RECORDS FOR THE EXERCISE:
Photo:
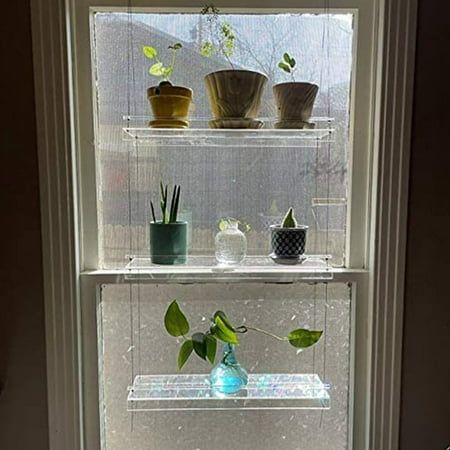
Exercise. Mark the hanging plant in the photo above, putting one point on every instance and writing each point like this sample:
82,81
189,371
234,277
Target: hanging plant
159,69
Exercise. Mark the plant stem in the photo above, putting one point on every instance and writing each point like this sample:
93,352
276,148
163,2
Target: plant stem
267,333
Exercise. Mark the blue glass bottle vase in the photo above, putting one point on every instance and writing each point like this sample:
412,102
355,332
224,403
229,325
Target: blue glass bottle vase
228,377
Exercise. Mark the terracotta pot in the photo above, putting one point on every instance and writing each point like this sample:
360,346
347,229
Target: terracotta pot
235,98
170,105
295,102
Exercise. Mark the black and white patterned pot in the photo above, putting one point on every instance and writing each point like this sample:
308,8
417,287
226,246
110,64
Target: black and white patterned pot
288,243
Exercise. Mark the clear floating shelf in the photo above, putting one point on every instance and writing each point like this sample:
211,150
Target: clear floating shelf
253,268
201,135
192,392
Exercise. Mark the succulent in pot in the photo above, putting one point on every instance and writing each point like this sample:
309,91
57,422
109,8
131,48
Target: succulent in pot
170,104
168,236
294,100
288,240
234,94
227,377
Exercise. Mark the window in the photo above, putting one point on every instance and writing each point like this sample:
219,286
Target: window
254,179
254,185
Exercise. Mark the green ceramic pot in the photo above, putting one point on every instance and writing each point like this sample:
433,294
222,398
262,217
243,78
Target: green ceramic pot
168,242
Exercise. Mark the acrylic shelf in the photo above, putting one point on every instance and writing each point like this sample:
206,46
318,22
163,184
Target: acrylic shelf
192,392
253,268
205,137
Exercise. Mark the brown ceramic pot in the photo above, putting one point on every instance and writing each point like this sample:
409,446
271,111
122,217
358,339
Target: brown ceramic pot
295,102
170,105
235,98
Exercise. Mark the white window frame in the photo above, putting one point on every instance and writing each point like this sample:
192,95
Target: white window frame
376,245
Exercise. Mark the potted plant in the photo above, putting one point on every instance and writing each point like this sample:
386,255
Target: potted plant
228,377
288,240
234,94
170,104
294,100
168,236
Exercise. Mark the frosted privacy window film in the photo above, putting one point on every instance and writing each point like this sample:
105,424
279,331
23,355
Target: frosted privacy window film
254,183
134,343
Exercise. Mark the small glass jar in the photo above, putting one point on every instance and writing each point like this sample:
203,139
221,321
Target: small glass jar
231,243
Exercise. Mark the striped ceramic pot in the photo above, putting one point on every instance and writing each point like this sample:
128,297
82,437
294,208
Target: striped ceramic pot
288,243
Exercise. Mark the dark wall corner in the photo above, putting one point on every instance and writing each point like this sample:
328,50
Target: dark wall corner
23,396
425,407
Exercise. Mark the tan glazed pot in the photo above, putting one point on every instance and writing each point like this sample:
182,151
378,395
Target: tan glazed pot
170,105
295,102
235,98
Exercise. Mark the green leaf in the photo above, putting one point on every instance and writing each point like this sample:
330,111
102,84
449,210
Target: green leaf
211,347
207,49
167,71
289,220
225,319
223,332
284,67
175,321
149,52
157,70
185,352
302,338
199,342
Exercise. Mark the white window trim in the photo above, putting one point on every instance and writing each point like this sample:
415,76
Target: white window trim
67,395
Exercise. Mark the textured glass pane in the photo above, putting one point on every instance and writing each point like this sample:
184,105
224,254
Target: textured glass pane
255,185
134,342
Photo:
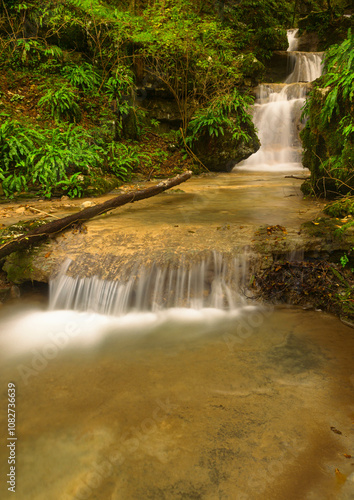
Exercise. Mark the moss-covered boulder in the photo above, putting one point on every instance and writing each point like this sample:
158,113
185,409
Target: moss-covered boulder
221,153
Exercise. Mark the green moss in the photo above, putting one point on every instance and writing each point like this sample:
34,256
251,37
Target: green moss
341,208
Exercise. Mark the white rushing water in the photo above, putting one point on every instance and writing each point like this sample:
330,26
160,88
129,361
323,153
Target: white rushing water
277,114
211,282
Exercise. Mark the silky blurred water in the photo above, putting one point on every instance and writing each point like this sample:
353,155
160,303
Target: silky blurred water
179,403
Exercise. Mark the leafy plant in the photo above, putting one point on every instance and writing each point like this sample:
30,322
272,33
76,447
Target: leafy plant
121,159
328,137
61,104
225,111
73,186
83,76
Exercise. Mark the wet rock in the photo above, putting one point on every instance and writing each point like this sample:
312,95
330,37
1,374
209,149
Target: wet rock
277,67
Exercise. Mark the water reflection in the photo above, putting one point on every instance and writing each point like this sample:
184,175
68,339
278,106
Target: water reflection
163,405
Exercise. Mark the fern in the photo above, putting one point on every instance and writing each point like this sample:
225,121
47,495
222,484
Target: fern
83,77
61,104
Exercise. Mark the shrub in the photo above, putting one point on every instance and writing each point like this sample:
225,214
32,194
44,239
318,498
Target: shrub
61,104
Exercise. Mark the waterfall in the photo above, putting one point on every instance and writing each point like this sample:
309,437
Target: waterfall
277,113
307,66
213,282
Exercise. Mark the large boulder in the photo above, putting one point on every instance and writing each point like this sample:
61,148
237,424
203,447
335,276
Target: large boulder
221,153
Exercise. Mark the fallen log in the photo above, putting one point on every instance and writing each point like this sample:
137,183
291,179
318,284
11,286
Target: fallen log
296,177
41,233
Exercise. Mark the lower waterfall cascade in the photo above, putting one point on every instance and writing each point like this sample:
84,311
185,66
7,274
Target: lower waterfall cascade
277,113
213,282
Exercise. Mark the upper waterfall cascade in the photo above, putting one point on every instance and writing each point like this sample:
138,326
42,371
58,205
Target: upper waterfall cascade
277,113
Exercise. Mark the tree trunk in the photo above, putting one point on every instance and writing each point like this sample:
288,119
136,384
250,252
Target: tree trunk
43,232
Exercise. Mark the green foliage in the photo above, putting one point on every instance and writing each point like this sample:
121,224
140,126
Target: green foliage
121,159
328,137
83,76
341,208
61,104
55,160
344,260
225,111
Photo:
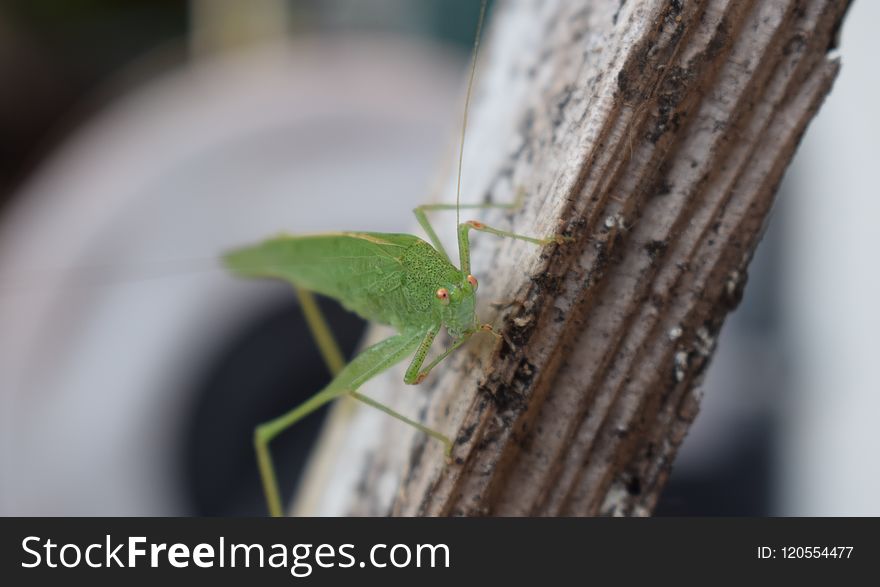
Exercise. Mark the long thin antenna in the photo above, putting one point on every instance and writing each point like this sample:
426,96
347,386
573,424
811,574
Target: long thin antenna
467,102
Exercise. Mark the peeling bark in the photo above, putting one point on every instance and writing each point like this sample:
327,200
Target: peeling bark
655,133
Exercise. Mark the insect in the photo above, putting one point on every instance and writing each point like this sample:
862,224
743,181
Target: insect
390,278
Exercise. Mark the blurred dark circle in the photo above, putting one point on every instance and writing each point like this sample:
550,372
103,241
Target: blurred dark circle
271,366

ACTIVITY: Copy nothing but the lines from the one containing "Exercise. Mark the upper" through the last line of the listing above, transcribed exactly and with no pictures.

SOLUTION FOR THIS TASK:
Exercise. Mark the upper waterfall cascade in the photo above, putting one point on every instance and writing each point like this sample:
138,326
42,371
58,205
Target: upper waterfall cascade
277,113
Exercise. Mark the tree trunk in the photo above, putting one point on every instance and writing each point like this sample:
288,119
136,384
250,252
Target: tree trunk
43,232
Exercise. Mark the green foliage in the photo above, putting one point on every instance and writing each point like this sample:
121,224
140,126
Target: green foliage
121,159
328,137
83,76
341,208
61,104
55,160
344,260
225,111
Photo:
Exercise. Mark the long thin antenna in the photo above, putting one point on every instance and writing each point like this sample:
426,96
347,386
573,424
811,574
Target: long thin antenna
467,102
Exercise. Mark the peeling bark in the photo above, putting one point on every instance and writing each point like this sample:
327,200
Target: peeling bark
655,133
Exercise. Mark the insect in the photo above, putting one point on every instance and writing each point like this sample:
862,224
743,181
Target: insect
390,278
Exercise. Mark the blurred dark circle in the photo above, putting one point on every instance and writing each point like this sample:
550,372
103,241
Target: blurred dark circle
271,366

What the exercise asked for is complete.